**INSTRUCTIONS TO FOLLOW**
Set down the data that follows again, exactly as written.

[Stored data entries]
┄┄┄┄┄┄

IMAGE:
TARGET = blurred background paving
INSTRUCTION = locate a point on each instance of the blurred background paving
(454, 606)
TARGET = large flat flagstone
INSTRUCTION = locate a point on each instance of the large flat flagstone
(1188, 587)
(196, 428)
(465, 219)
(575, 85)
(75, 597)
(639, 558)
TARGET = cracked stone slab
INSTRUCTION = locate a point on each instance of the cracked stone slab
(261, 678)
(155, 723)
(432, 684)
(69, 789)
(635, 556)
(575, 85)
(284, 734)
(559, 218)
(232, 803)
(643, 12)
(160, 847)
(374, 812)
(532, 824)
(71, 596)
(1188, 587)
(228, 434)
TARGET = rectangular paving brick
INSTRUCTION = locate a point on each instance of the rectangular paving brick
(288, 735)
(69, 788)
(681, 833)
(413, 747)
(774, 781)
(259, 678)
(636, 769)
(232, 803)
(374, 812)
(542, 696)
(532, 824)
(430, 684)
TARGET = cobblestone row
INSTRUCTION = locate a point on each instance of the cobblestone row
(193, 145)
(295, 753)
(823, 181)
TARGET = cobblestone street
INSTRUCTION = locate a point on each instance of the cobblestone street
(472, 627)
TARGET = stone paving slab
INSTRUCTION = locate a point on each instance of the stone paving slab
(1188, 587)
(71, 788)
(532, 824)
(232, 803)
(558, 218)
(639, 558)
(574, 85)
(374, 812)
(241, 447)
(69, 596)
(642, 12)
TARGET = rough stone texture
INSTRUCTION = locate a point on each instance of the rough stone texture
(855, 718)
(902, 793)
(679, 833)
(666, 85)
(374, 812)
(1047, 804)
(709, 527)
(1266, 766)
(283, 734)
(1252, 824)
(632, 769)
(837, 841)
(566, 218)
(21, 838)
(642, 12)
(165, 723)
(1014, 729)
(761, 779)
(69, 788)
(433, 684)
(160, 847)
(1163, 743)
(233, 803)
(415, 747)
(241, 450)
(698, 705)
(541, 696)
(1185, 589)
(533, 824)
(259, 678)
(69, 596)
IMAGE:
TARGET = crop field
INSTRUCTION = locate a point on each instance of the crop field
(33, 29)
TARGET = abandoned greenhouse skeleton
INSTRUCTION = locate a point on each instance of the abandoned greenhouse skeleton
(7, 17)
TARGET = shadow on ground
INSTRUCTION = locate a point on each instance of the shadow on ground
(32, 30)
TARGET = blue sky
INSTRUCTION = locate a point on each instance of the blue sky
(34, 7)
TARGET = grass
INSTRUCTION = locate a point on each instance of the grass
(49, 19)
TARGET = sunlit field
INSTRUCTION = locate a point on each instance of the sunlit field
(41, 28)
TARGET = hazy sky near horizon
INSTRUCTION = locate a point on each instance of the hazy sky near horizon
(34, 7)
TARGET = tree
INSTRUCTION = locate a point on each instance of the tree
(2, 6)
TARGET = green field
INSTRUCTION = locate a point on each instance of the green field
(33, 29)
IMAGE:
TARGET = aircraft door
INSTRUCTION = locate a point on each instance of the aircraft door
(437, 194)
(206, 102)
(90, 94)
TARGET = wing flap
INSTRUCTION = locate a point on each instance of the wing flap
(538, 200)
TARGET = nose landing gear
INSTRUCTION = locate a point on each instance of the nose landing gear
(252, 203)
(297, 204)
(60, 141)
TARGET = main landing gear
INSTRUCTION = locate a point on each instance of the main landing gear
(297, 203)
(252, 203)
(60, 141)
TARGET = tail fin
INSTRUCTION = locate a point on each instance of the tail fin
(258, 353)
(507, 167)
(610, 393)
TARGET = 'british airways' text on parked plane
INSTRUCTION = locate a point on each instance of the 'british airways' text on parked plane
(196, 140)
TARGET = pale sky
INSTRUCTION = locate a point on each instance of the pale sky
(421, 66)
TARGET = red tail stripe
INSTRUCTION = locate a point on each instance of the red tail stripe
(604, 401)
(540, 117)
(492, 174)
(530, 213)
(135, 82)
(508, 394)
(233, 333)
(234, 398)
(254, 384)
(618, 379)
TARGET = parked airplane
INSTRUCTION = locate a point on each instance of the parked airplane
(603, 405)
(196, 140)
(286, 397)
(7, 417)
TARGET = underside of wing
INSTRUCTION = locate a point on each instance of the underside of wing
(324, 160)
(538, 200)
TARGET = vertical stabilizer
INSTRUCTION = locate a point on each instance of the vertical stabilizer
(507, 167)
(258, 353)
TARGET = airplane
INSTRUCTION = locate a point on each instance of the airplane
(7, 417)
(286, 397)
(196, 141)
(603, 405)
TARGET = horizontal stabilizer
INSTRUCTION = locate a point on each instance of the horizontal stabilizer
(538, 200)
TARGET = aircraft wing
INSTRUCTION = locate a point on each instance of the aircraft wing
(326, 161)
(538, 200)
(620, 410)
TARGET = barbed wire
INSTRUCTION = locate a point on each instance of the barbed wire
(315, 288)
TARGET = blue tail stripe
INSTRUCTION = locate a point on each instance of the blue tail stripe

┄┄┄┄┄┄

**TASK RESPONSE**
IMAGE:
TARGET = blurred background paving
INSTRUCTION = locate a point on each instance of the blurred background paving
(454, 606)
TARGET = large flat flagstone
INSTRUCTION = locate a point on each instance of the large flat flagstone
(1188, 587)
(196, 428)
(465, 219)
(575, 85)
(75, 597)
(639, 558)
TARGET = cracked stone slab
INSTRUCTION = locate a point on each instance of the cracked stone slab
(261, 678)
(155, 723)
(432, 684)
(69, 789)
(635, 556)
(575, 85)
(284, 734)
(559, 218)
(232, 803)
(643, 12)
(160, 847)
(374, 812)
(532, 824)
(71, 596)
(1188, 587)
(228, 434)
TARGET = rectangular paving brick
INSTRUCTION = locate a point on each instance of the rectangular paving brick
(288, 735)
(69, 788)
(681, 833)
(413, 747)
(774, 781)
(259, 678)
(636, 769)
(232, 803)
(374, 812)
(542, 696)
(532, 824)
(430, 684)
TARGET = cobblestone row
INSTRUCTION = locate a point on each instance of the cobblestone row
(193, 145)
(295, 753)
(823, 181)
TARGET = cobblestone street
INSTRUCTION = locate a point on each instance of the cobblestone street
(472, 627)
TARGET = stone paving slab
INSTRUCTION = locate a point on each instance of the stone paving slab
(1188, 587)
(71, 788)
(532, 824)
(232, 803)
(558, 218)
(639, 558)
(574, 85)
(374, 812)
(241, 447)
(69, 596)
(642, 12)
TARGET = rough stone texture
INSTRUCTION = locate a point on each instance of the rough stone texture
(855, 718)
(902, 793)
(679, 833)
(666, 85)
(374, 812)
(1047, 804)
(709, 527)
(1266, 766)
(283, 734)
(1252, 824)
(632, 769)
(837, 841)
(566, 218)
(21, 838)
(642, 12)
(165, 723)
(1014, 729)
(761, 779)
(69, 788)
(433, 684)
(160, 847)
(1163, 743)
(233, 803)
(415, 747)
(241, 450)
(698, 705)
(541, 696)
(1185, 589)
(533, 824)
(259, 678)
(69, 596)
IMAGE:
TARGET = crop field
INSTRUCTION = locate a point on each instance of the crop field
(33, 29)
TARGET = abandoned greenhouse skeleton
INSTRUCTION = locate a point on each instance of the abandoned greenhouse skeleton
(7, 17)
TARGET = shadow on ground
INSTRUCTION = locate a point on each instance of the shadow on ground
(32, 30)
TARGET = blue sky
INSTRUCTION = locate a point on each instance of the blue sky
(34, 7)
TARGET = grass
INSTRUCTION = locate a point on each instance of the grass
(49, 19)
TARGET = sunlit field
INSTRUCTION = locate a point on each instance of the sunlit field
(41, 28)
TARGET = hazy sky near horizon
INSTRUCTION = locate a point on each instance of the hazy sky near horizon
(34, 7)
TARGET = tree
INSTRUCTION = locate a point on each instance of the tree
(2, 6)
TARGET = green field
INSTRUCTION = locate a point on each instance of the green field
(33, 29)
IMAGE:
TARGET = aircraft door
INSTRUCTION = locate a point on each instance of the aircraft door
(437, 194)
(206, 102)
(90, 94)
TARGET = wing flap
INSTRUCTION = locate a point on each instance of the wing flap
(538, 200)
TARGET = nose landing gear
INSTRUCTION = locate a point on each instance of the nose landing gear
(252, 203)
(297, 204)
(60, 141)
TARGET = main landing gear
INSTRUCTION = locate a point on each instance of the main landing gear
(297, 203)
(252, 203)
(60, 141)
TARGET = tail fin
INSTRUCTION = locate a point on each instance of the tail fin
(258, 353)
(507, 167)
(610, 393)
TARGET = 'british airways' text on parked plane
INSTRUCTION = locate a point on each instance of the 'british airways' text on parked plane
(196, 140)
TARGET = pale sky
INSTRUCTION = locate a point on each instance of the pale sky
(421, 66)
TARGET = red tail stripe
INSTRUCTION = locate a point on each instance of the red tail stripe
(604, 401)
(540, 117)
(492, 174)
(530, 213)
(135, 82)
(508, 394)
(233, 333)
(234, 398)
(254, 384)
(618, 379)
TARGET = parked airplane
INSTRUCTION = locate a point on each instance of the parked airplane
(603, 405)
(196, 140)
(286, 397)
(7, 417)
TARGET = underside of wing
INSTRUCTION = locate a point on each instance of the underside of wing
(324, 160)
(538, 200)
TARGET = vertical stabilizer
INSTRUCTION = locate a point on each instance of the vertical stabilizer
(507, 167)
(258, 353)
TARGET = airplane
INSTRUCTION = locate a point on each instance of the airplane
(7, 417)
(286, 397)
(196, 141)
(603, 405)
TARGET = horizontal stabilizer
INSTRUCTION = locate a point on each instance of the horizontal stabilizer
(538, 200)
TARGET = aircraft wing
INSTRUCTION = locate a point on each instance of the aircraft wing
(326, 161)
(538, 200)
(620, 410)
TARGET = barbed wire
INSTRUCTION = locate a point on each instance of the barbed wire
(315, 288)
TARGET = blue tail stripe
INSTRUCTION = locate a point on each instance of the blue tail stripe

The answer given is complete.